### УСЛОВИЕ ЗАДАНИЯ
Перепишите часть текста о первом дне в окопах между словами «Однако иногда шальная» и «шрапнели и гранат.» включительно и замените в ней «порохом» на «гарью».

Однако иногда шальная пуля все же рикошетом попадала и к нам в окоп. Были раненые и даже двое убитых. Вскоре мы все пропахли порохом, смрадом, тем «дымом сражения», который романтики столь часто и столь лживо опоэтизировали. К счастью за весь этот первый день не было ни одного попадания снарядов в наши окопы. Русская артиллерия почему-то недостреливала. Не стану скрывать, что я, как, вероятно, все мы необстрелянные, испытывал страх. Я «кланялся» перед каждой жужжавшей где-то пулей, и содрогался от завывания и взрыва шрапнели и гранат.
Казалось, что этому дню не будет конца. Но стемнело, повалил густой снег, и хотя перестрелка все еще продолжалась, наши полевые кухни храбро подвезли нам питание – хлеб, горячий жирный суп, сладкий черный «кофе» с несколькими каплями рома – и на душе стало как бы легче. А постепенно затихли и выстрелы. И тогда, наконец, свернувшись калачиком, тщательно закутавшись в наши не очень теплые синие шинели, мы заснули тревожным сном.

### СТРОКИ ДАННЫХ

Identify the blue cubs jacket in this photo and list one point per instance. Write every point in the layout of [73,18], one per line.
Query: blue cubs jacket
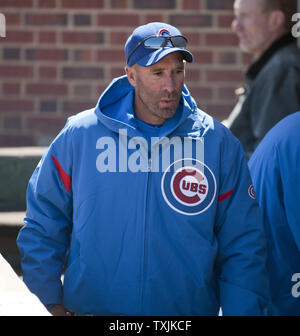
[274,167]
[151,225]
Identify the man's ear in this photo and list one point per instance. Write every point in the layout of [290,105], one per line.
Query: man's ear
[131,75]
[276,20]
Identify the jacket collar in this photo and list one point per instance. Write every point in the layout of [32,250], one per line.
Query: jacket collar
[257,66]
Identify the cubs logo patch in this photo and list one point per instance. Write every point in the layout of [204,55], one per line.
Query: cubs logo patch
[251,192]
[188,187]
[163,32]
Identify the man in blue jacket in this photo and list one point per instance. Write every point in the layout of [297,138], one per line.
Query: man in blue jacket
[149,197]
[274,168]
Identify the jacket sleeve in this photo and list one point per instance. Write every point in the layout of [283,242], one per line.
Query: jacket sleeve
[241,262]
[274,168]
[43,241]
[274,100]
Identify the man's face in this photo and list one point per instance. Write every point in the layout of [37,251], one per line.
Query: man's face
[251,26]
[158,88]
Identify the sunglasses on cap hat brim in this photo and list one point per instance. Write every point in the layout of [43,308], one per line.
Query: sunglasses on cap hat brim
[157,42]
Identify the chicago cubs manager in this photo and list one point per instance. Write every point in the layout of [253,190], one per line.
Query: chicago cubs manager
[274,168]
[150,199]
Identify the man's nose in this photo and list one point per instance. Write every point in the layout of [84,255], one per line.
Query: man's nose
[236,25]
[169,84]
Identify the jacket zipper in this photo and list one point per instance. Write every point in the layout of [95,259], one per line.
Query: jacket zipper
[146,228]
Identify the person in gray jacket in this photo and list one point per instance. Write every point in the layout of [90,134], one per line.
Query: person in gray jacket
[273,79]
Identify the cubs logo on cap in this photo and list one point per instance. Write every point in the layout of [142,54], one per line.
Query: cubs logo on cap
[188,187]
[163,32]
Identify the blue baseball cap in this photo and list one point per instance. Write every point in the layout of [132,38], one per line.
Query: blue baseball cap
[146,56]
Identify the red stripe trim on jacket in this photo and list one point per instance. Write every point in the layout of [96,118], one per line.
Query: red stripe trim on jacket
[223,197]
[65,178]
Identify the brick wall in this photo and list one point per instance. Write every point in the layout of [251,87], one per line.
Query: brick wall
[58,56]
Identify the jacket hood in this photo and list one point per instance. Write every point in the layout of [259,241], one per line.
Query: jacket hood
[115,108]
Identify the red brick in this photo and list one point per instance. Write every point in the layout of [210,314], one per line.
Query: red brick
[46,54]
[227,57]
[118,38]
[82,73]
[47,89]
[12,140]
[222,39]
[154,4]
[117,72]
[48,106]
[110,55]
[116,4]
[154,18]
[225,20]
[202,57]
[45,124]
[82,19]
[76,4]
[219,111]
[227,93]
[11,88]
[16,3]
[72,107]
[83,37]
[11,53]
[83,55]
[13,105]
[47,3]
[82,90]
[192,74]
[12,19]
[46,19]
[16,71]
[192,4]
[200,92]
[224,75]
[191,20]
[49,72]
[194,39]
[220,4]
[47,37]
[14,36]
[124,20]
[12,123]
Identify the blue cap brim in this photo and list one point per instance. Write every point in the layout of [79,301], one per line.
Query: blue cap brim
[159,54]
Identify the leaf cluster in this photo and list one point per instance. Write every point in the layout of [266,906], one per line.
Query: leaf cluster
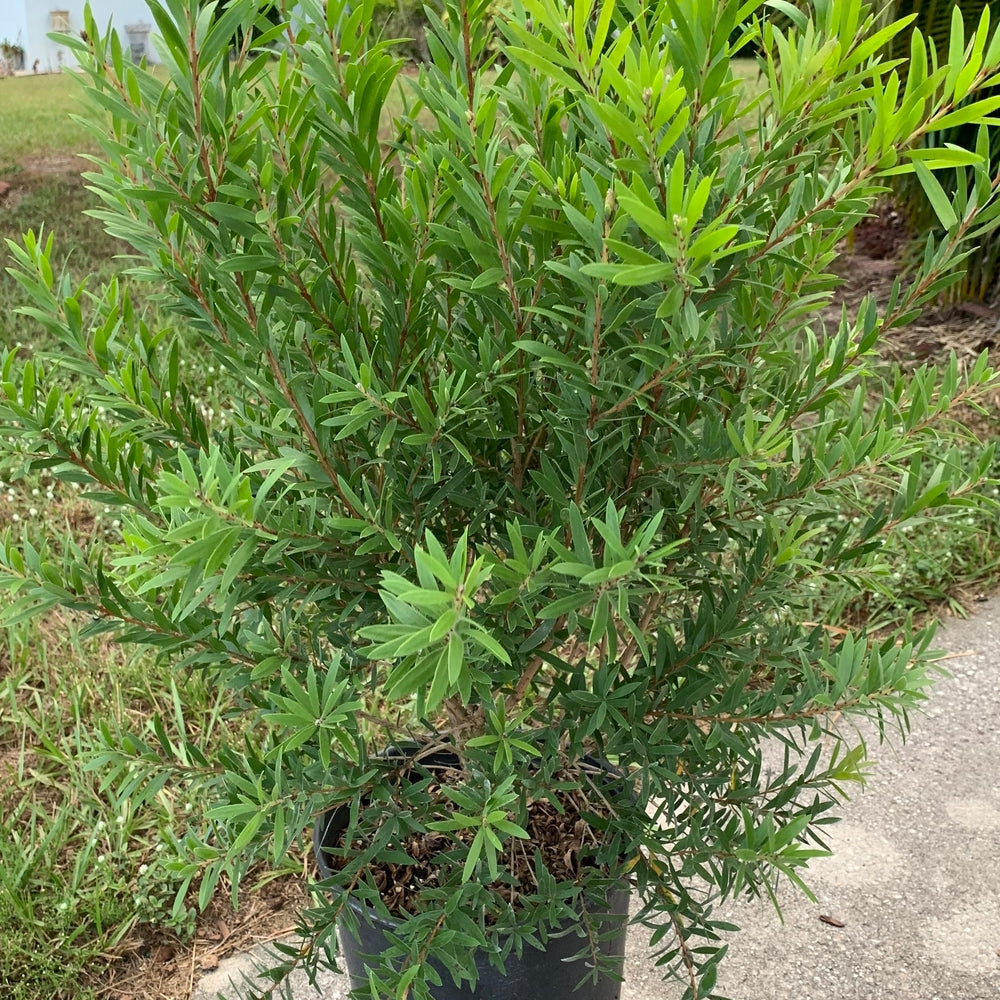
[543,435]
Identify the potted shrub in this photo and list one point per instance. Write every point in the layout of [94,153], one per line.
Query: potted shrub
[543,463]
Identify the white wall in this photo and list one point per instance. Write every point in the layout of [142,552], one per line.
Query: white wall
[50,55]
[13,27]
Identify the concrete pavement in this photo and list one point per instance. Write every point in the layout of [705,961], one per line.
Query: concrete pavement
[914,878]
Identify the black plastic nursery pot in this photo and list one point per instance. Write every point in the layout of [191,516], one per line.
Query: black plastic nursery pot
[534,975]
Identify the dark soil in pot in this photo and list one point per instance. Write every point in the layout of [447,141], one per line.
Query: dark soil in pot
[535,974]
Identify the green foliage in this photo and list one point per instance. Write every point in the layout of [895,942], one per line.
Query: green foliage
[540,442]
[942,28]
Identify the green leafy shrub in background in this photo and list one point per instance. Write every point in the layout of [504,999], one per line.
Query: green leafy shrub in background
[545,444]
[942,26]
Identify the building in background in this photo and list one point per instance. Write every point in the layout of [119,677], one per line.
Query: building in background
[25,26]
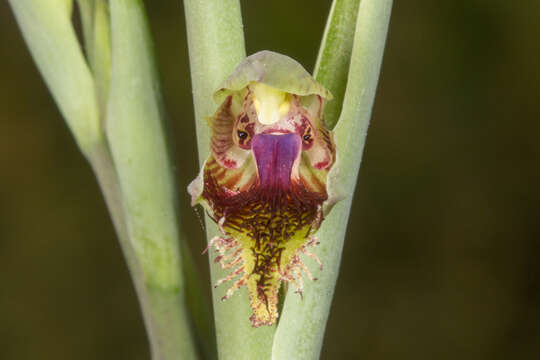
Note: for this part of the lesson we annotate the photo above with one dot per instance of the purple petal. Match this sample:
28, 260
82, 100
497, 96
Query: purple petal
275, 156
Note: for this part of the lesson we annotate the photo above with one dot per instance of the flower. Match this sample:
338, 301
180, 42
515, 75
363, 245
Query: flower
265, 182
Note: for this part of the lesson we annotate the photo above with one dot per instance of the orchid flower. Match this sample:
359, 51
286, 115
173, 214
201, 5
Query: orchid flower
265, 181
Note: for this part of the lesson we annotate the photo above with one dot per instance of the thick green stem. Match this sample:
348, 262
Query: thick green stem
334, 57
301, 329
216, 46
137, 136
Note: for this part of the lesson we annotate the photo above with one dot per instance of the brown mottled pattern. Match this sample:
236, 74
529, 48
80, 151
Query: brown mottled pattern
222, 124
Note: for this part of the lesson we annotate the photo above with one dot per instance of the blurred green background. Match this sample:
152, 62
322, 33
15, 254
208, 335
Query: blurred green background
441, 261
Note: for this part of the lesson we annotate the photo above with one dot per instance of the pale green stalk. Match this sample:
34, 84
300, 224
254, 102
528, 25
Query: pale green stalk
216, 47
301, 329
47, 29
130, 158
137, 136
334, 56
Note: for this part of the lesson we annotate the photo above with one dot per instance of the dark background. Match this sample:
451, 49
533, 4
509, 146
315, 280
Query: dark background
441, 261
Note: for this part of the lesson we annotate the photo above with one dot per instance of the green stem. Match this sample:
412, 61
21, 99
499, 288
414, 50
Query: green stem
216, 46
137, 136
301, 329
334, 57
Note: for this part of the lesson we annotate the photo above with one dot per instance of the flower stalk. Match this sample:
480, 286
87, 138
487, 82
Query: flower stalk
112, 103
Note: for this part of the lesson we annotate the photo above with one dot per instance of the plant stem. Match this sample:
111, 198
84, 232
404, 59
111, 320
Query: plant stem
301, 329
334, 57
137, 137
216, 46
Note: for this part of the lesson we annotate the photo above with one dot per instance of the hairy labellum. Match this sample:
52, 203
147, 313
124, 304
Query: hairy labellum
265, 181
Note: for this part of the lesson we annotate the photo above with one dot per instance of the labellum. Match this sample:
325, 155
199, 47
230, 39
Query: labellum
265, 181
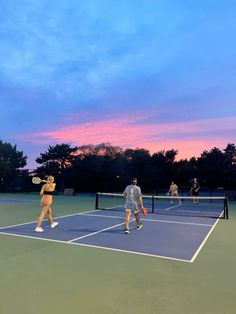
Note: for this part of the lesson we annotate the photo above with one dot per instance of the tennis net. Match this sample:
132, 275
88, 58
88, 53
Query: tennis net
202, 206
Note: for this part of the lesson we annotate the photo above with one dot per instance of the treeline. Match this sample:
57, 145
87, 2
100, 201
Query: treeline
108, 168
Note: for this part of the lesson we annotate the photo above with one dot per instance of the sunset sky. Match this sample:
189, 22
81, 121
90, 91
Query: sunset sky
151, 74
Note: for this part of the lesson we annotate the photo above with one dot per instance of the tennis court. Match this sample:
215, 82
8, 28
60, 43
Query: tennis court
178, 263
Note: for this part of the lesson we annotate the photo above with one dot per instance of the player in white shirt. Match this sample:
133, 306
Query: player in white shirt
133, 196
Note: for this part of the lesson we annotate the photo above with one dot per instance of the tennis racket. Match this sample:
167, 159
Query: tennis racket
37, 180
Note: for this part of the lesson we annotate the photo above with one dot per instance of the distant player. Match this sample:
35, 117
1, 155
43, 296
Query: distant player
194, 191
173, 191
46, 202
133, 196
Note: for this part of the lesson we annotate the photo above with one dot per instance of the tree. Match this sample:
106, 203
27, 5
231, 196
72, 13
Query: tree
11, 162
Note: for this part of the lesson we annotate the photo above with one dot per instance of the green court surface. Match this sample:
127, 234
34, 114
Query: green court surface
39, 276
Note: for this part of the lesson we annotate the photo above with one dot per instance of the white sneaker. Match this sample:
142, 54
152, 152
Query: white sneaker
54, 224
38, 229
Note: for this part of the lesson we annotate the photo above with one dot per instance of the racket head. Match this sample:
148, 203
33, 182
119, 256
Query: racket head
36, 180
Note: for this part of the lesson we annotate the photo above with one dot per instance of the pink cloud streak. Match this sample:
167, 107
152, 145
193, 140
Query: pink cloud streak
189, 138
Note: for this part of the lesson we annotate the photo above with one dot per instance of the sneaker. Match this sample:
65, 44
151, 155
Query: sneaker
140, 226
38, 229
54, 224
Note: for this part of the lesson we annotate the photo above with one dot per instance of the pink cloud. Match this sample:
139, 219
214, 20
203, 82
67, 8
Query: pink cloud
190, 138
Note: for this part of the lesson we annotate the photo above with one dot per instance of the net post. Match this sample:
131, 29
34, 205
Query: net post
96, 201
226, 208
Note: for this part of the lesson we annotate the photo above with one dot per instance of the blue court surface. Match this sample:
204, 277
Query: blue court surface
172, 237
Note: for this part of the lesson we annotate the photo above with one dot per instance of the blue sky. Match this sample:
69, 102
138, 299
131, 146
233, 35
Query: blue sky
148, 74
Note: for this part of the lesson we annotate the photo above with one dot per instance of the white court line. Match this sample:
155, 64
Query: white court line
98, 247
204, 241
99, 231
58, 217
89, 213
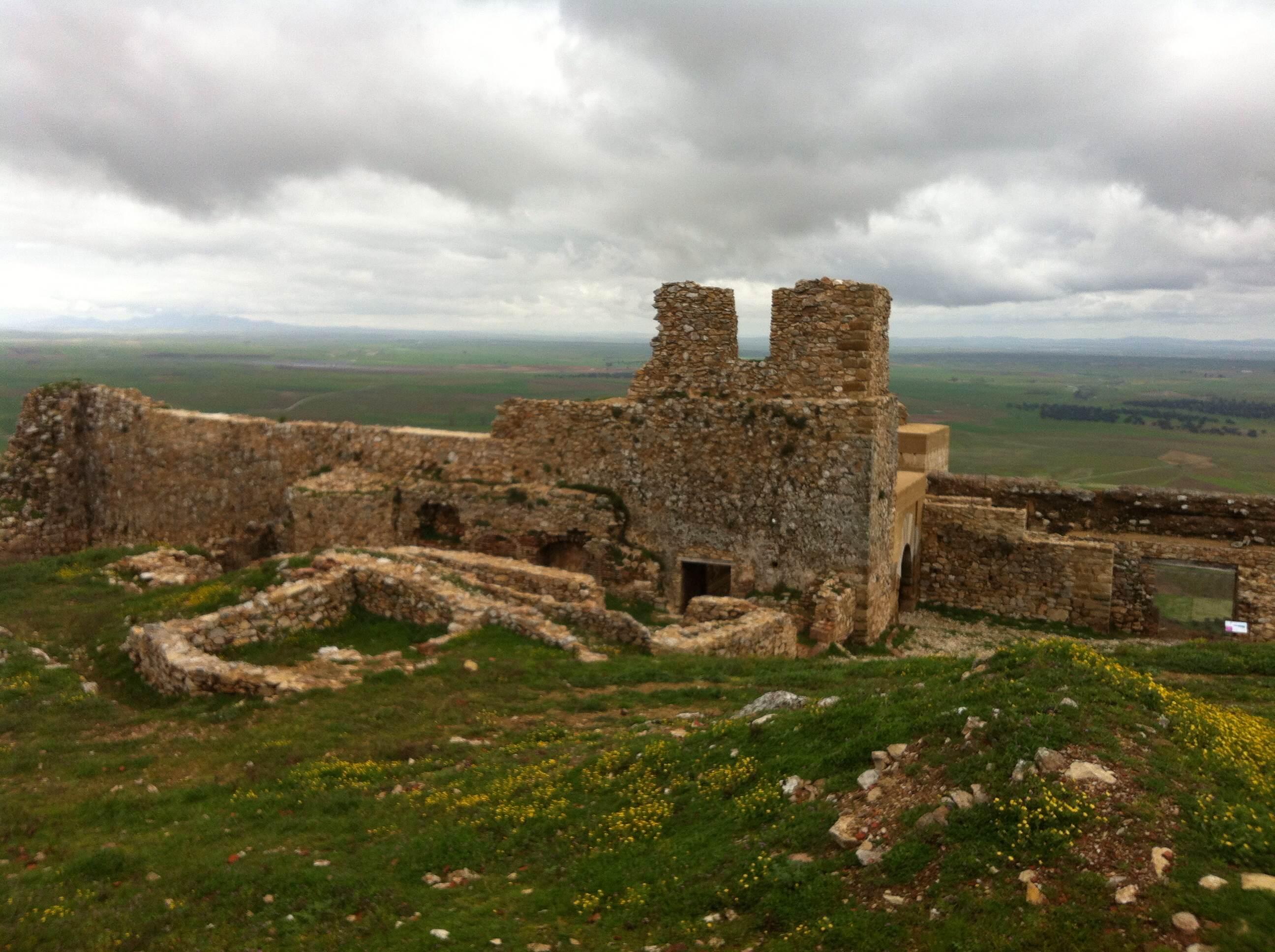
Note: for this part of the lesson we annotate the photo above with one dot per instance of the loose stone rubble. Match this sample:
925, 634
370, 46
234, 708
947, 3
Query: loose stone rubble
164, 566
427, 587
795, 483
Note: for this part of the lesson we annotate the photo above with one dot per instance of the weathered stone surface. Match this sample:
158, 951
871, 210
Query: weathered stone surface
1051, 761
1083, 772
797, 473
763, 632
1258, 881
164, 566
180, 655
1186, 922
935, 817
773, 701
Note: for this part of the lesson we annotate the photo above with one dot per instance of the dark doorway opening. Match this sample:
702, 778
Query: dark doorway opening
438, 522
1192, 599
704, 579
565, 555
907, 582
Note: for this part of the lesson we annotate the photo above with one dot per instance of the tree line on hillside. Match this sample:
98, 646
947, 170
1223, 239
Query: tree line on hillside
1159, 418
1222, 406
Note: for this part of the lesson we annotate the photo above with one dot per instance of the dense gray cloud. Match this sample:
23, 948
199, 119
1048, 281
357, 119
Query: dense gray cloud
1047, 169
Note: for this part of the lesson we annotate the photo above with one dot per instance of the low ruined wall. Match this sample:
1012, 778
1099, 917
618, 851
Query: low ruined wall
1127, 509
833, 612
179, 657
983, 557
540, 580
789, 491
1134, 589
828, 338
716, 608
111, 467
315, 603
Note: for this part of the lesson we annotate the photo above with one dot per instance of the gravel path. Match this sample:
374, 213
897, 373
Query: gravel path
938, 635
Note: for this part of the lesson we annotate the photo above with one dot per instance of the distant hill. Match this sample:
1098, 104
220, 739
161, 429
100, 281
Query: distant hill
218, 326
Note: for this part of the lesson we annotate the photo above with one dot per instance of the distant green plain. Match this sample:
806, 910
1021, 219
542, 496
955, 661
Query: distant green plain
457, 384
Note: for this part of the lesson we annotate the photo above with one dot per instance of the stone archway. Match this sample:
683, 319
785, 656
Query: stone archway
565, 554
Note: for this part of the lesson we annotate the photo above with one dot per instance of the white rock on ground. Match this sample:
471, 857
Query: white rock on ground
1186, 922
773, 701
1050, 761
843, 832
1084, 770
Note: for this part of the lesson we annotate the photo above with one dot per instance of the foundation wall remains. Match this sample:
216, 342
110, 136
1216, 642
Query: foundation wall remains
1144, 524
828, 338
782, 470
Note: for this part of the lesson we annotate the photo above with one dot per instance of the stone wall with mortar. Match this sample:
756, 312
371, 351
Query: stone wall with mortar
923, 447
1134, 587
789, 492
983, 557
828, 338
113, 467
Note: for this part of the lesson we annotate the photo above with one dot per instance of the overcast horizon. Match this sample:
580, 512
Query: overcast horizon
1051, 170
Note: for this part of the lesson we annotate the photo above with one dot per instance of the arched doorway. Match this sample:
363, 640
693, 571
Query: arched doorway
438, 522
907, 582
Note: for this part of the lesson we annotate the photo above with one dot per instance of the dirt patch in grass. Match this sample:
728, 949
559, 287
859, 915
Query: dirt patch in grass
1180, 458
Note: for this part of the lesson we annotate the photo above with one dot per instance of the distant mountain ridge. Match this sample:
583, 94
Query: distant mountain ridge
218, 326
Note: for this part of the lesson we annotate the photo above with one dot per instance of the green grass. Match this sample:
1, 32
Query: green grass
457, 385
366, 632
623, 834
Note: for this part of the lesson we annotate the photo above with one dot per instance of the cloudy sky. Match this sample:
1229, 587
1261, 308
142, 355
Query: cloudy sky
1039, 169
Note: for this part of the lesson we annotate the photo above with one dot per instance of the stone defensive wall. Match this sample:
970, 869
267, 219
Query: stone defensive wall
828, 338
462, 591
1140, 526
713, 477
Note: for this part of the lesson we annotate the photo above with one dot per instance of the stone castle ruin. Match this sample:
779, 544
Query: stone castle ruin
791, 483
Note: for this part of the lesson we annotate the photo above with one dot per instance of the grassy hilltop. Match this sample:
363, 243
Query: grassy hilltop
597, 816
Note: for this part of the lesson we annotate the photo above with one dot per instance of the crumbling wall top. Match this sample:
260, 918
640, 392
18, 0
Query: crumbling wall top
829, 338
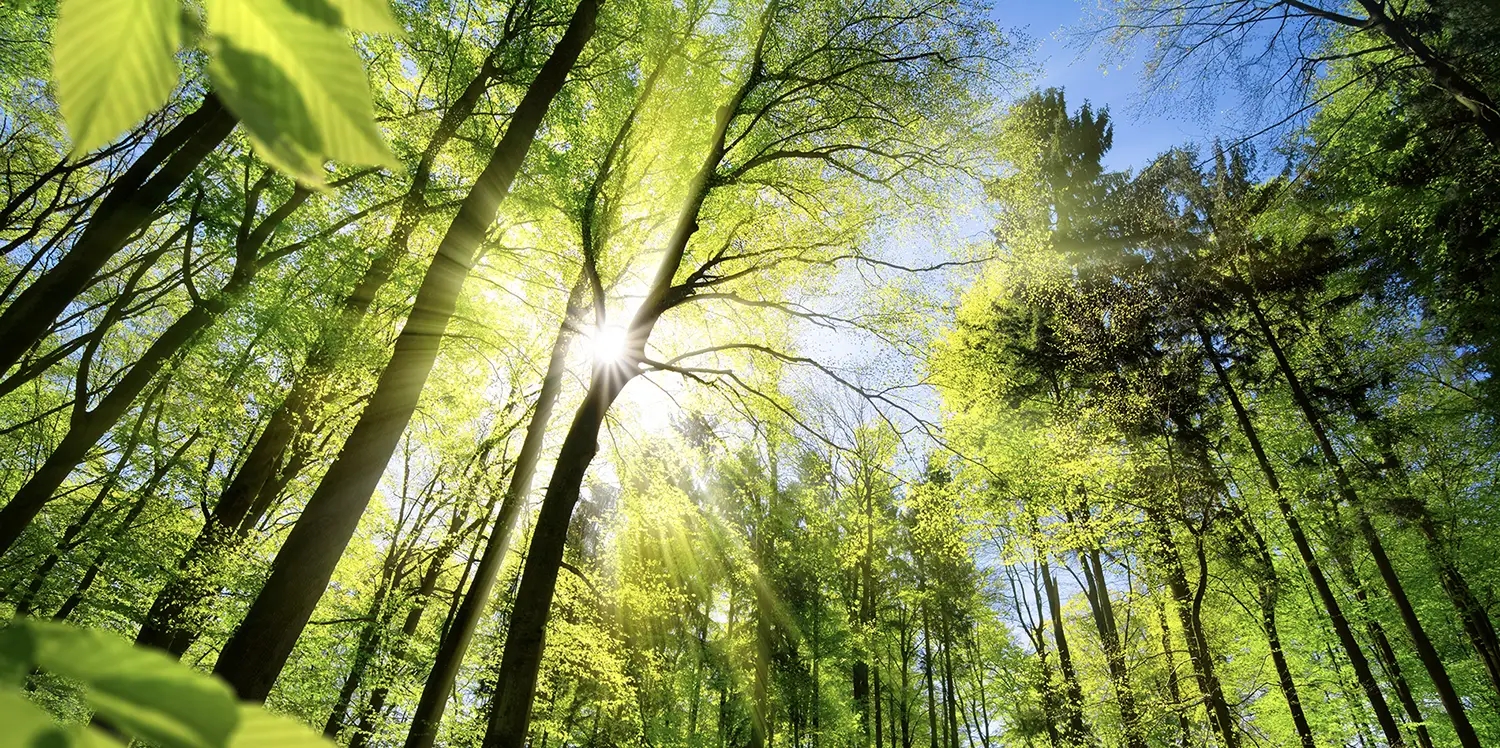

### ОТВЕТ К ЗАДАНИЮ
Однако иногда шальная пуля все же рикошетом попадала и к нам в окоп. Были раненые и даже двое убитых. Вскоре мы все пропахли гарью, смрадом, тем «дымом сражения», который романтики столь часто и столь лживо опоэтизировали. К счастью за весь этот первый день не было ни одного попадания снарядов в наши окопы. Русская артиллерия почему-то недостреливала. Не стану скрывать, что я, как, вероятно, все мы необстрелянные, испытывал страх. Я «кланялся» перед каждой жужжавшей где-то пулей, и содрогался от завывания и взрыва шрапнели и гранат.